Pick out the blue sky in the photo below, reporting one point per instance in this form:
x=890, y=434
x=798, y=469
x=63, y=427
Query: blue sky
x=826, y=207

※

▶ [Activity]: Everything in the material above needs to be transcribed exactly.

▶ [Result of the exercise]:
Pick out the blue sky in the photo below, reporting one point per instance in this form:
x=890, y=434
x=798, y=469
x=63, y=427
Query: blue sky
x=826, y=207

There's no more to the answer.